— What the task requires —
Could you reproduce, exactly and alone, the lines running from the one with "Note: spot the eroded" to the end of the data below?

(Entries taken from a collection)
+---+
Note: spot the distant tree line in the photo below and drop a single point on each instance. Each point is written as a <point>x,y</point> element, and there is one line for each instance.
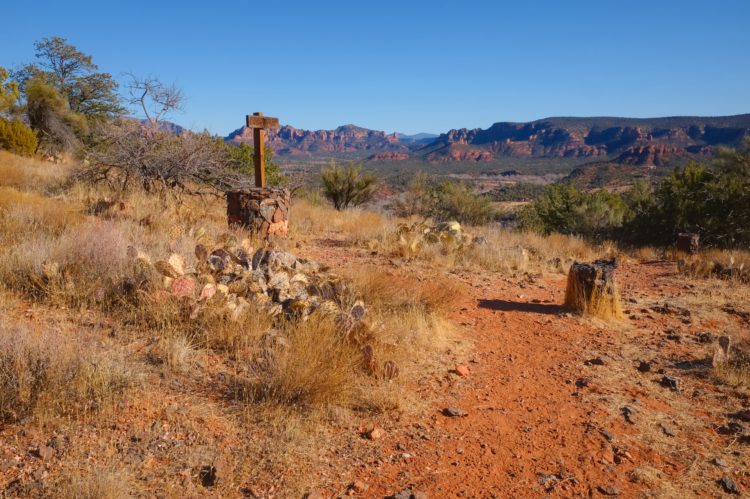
<point>712,200</point>
<point>61,104</point>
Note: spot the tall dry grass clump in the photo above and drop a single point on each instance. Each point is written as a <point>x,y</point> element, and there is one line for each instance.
<point>591,290</point>
<point>97,483</point>
<point>308,364</point>
<point>81,267</point>
<point>30,174</point>
<point>43,373</point>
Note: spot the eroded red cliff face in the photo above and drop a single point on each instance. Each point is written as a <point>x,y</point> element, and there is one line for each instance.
<point>652,141</point>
+---+
— Task solution —
Note: spot the eroded red cliff face in the photo above and drop a single point on each instance. Each point is written as a <point>x,y</point> element, and there is one line for each instance.
<point>652,141</point>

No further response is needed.